▶ [Action item] Your task is to copy all of the data exactly.

▶ [Task inputs]
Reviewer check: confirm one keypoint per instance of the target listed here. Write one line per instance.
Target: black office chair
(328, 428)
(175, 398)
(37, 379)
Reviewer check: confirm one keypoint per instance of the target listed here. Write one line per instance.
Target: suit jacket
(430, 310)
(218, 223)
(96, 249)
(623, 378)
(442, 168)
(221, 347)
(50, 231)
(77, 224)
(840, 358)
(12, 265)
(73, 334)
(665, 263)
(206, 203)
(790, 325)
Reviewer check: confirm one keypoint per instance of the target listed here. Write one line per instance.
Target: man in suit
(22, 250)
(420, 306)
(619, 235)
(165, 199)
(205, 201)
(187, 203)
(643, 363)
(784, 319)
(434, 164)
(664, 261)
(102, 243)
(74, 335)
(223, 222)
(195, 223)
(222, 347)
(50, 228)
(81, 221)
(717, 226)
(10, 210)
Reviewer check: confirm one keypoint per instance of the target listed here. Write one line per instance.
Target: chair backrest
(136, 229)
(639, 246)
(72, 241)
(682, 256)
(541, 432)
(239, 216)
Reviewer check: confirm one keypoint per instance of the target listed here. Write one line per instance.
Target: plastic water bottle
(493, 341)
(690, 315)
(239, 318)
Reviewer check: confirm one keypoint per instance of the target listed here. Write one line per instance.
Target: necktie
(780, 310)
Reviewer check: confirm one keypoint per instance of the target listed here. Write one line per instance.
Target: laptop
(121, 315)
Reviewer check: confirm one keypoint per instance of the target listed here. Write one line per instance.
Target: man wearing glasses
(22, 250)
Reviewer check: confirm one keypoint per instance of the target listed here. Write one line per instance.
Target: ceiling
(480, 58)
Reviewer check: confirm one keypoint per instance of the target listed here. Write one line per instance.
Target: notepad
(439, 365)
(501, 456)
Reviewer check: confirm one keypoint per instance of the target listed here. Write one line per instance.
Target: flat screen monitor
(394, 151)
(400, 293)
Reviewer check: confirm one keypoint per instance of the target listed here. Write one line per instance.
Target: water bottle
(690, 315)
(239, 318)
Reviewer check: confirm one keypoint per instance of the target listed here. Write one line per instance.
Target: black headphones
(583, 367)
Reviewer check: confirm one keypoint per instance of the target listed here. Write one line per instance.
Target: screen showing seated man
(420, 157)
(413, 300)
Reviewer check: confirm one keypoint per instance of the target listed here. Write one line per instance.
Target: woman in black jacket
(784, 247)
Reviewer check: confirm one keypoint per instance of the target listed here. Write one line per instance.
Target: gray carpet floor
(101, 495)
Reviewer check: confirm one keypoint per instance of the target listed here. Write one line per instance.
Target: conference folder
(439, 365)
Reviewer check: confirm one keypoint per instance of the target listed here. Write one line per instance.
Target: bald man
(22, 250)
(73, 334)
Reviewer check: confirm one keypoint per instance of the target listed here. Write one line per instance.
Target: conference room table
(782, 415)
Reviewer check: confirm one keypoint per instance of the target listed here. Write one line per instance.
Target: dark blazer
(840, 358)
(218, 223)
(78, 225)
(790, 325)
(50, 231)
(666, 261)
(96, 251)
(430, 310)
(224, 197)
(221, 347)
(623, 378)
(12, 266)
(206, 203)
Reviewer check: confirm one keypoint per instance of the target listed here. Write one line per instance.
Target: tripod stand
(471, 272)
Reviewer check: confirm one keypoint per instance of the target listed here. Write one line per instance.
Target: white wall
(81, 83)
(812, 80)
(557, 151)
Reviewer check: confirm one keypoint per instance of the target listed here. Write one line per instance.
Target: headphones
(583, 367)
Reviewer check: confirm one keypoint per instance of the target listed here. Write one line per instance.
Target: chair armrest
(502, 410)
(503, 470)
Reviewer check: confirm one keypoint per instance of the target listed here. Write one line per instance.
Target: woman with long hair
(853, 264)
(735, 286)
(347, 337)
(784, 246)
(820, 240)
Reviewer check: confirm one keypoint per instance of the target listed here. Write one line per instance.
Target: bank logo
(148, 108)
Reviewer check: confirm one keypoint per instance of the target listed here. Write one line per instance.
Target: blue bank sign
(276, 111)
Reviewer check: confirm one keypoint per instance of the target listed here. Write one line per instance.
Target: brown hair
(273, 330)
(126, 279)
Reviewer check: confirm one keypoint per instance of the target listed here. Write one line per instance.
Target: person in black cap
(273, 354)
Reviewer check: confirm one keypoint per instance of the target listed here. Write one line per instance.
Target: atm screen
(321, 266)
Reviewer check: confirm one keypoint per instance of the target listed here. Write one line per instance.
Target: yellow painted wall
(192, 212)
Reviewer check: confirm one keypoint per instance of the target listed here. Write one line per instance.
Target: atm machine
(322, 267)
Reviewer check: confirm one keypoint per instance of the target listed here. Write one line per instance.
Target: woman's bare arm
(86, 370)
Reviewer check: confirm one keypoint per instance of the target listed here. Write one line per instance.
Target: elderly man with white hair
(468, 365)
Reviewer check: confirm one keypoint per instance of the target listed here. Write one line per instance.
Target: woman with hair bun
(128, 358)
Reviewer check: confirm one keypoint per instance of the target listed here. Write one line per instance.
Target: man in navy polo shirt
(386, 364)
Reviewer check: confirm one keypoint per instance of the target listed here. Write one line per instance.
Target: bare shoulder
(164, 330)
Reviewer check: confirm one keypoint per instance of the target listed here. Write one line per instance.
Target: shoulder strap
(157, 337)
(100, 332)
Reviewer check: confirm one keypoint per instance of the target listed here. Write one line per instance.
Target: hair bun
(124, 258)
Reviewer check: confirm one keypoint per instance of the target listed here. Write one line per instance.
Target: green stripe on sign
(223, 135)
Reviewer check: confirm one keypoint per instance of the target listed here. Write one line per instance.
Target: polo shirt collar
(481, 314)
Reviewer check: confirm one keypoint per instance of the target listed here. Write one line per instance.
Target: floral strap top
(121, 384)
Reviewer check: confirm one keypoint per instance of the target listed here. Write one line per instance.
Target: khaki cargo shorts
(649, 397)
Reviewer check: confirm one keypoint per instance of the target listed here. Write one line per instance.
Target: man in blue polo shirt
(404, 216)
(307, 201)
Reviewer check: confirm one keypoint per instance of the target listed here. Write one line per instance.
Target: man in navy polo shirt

▶ [Written solution]
Reviewer check: confirm one keypoint per instance of the target listed here. Write one line per instance.
Target: black office chair
(328, 428)
(175, 398)
(37, 379)
Reviewer check: confirm one keypoint per instance of the target listed here. Write one line per instance.
Target: suit jacket
(430, 310)
(218, 223)
(96, 249)
(623, 378)
(442, 168)
(221, 347)
(50, 231)
(77, 224)
(840, 358)
(12, 265)
(73, 334)
(665, 263)
(206, 203)
(790, 325)
Reviewer check: confirm one keypoint per instance of the target listed here. Write one line per instance.
Target: man in suit
(22, 250)
(420, 306)
(619, 235)
(165, 199)
(205, 201)
(187, 203)
(643, 363)
(784, 319)
(434, 164)
(664, 261)
(102, 243)
(74, 335)
(223, 222)
(195, 223)
(222, 347)
(50, 228)
(81, 221)
(717, 226)
(10, 210)
Reviewer check: confirm one keypoint per instance of the target listed here. Write one line per instance.
Target: chair backrest
(136, 229)
(639, 246)
(72, 241)
(682, 256)
(541, 432)
(239, 216)
Reviewer check: confirm one keypoint per instance of the target listed here. Write one line per instance.
Target: plastic water bottle
(493, 341)
(690, 315)
(239, 318)
Reviewer check: confirm one keypoint per instance of the target listed here. Write one line per instance.
Target: necktie
(780, 310)
Reviewer check: confirm one keypoint per instance of the target listed here. Write one line per instance.
Target: laptop
(121, 315)
Reviewer check: confirm one keypoint per instance of the target listed here. Write one line per instance.
Target: man wearing glasses
(22, 250)
Reviewer check: confirm one keypoint per instance of the target listed here. Write one line per instance.
Target: ceiling
(480, 58)
Reviewer check: confirm one keypoint per instance of the target listed here. Write one line per instance.
Target: notepad
(439, 365)
(501, 456)
Reviewer check: confirm one keypoint per instance of the target listed here. Write one line per instance.
Target: flat screen monitor
(394, 151)
(400, 293)
Reviewer check: confirm one keypoint per instance of the target listed here. Write one line per instance.
Target: water bottle
(690, 315)
(239, 318)
Reviewer check: confirm one keypoint per instance of the target listed here. Write one line per instance.
Target: black headphones
(583, 367)
Reviewer check: confirm one keypoint per instance of the target listed here. Write one line per instance.
Target: screen showing seated man
(420, 157)
(413, 300)
Reviewer check: confirm one keypoint per instance of the target listed here. Write one line per instance.
Target: woman in black jacket
(784, 247)
Reviewer check: confirm one keypoint per instance of the target listed here. Write one line per instance.
Target: gray carpet floor
(101, 495)
Reviewer check: confirm one keypoint per instance of the target listed here. Write one line per instance.
Target: conference folder
(439, 365)
Reviewer check: confirm one keypoint per instance of the target listed here. Write one line per instance.
Target: bald man
(22, 250)
(73, 334)
Reviewer check: confirm one keypoint per instance of the target listed here. Write one line per instance.
Target: conference room table
(782, 415)
Reviewer check: confirm one keypoint per instance of the target listed here. Write one line per instance.
Target: dark blazer
(840, 358)
(218, 223)
(78, 225)
(790, 325)
(50, 231)
(666, 261)
(96, 251)
(430, 310)
(224, 197)
(221, 347)
(623, 378)
(12, 266)
(206, 203)
Reviewer check: confirm one keypoint per instance of the target listed here. Write one line per instance.
Target: tripod stand
(471, 272)
Reviewer check: confirm one keypoint per instance of the target listed here. Write one line per instance.
Target: white wall
(81, 83)
(812, 80)
(557, 151)
Reviewer check: confirm one keypoint per instance of the target listed here. Write one line per instance.
Target: headphones
(583, 367)
Reviewer check: confirm one keypoint per instance of the target listed here. Write one line per instance.
Target: chair armrest
(502, 410)
(503, 470)
Reviewer check: confirm one keypoint per instance of the target listed here. Write one line per instance.
Target: woman with long hair
(853, 264)
(735, 286)
(347, 337)
(784, 246)
(820, 240)
Reviewer check: confirm one keypoint per instance of the target listed here. Write one line per instance.
Target: bank logo
(148, 108)
Reviewer check: confirm one keypoint per instance of the target listed here. Write one line per instance.
Target: blue bank sign
(276, 111)
Reviewer check: confirm one keypoint per instance of the target listed here. Write one line per instance.
Target: brown hair
(273, 330)
(126, 279)
Reviewer check: confirm one keypoint per instance of the target listed here. Write one line per instance.
Target: person in black cap
(273, 354)
Reviewer check: confirm one keypoint per instance of the target listed here. Write one line per instance.
Target: atm screen
(321, 266)
Reviewer check: confirm one keypoint per instance of the target listed here. Write one line per instance.
Target: yellow painted wall
(192, 212)
Reviewer check: confirm one keypoint per instance of the target listed here. Write one line per instance.
Target: atm machine
(322, 267)
Reviewer check: confirm one keypoint per instance of the target listed here. Write one line per instance.
Target: woman's bare arm
(86, 370)
Reviewer check: confirm one keypoint per instance of the target listed here. Write one line per instance.
Target: elderly man with white hair
(468, 365)
Reviewer check: confirm one keypoint per instance of the target listed here. Write one line per instance.
Target: woman with hair bun
(128, 358)
Reviewer check: confirm one keypoint per instance of the target listed here. Write one line per instance.
Target: man in navy polo shirt
(386, 364)
Reviewer check: confirm one keypoint per instance of the target listed here. Write one line per instance.
Target: bare shoulder
(164, 330)
Reviewer check: confirm one keypoint per instance of the target listed here. Write one line per instance.
Target: shoulder strap
(157, 337)
(100, 332)
Reviewer check: confirm one keypoint per instance of the target listed here. Write one line per instance.
Target: hair bun
(124, 258)
Reviewer check: confirm one keypoint per instance of the target listed here. Write one line per instance.
Target: green stripe on sign
(223, 135)
Reviewer check: confirm one keypoint per instance of the target listed here. Write one line per instance.
Target: polo shirt collar
(481, 314)
Reviewer check: confirm one keypoint per instance of the target listed here. Write one line per instance.
Target: floral strap top
(121, 384)
Reviewer check: confirm one keypoint per instance of the target listed here. Write one line per instance.
Target: khaki cargo shorts
(649, 397)
Reviewer check: confirm one keypoint per instance of the target listed here. Write one line per instance.
Target: man in blue polo shirt
(404, 216)
(307, 201)
Reviewer check: confirm one keypoint per instance of the target listed here. Write one line per instance.
Target: man in navy polo shirt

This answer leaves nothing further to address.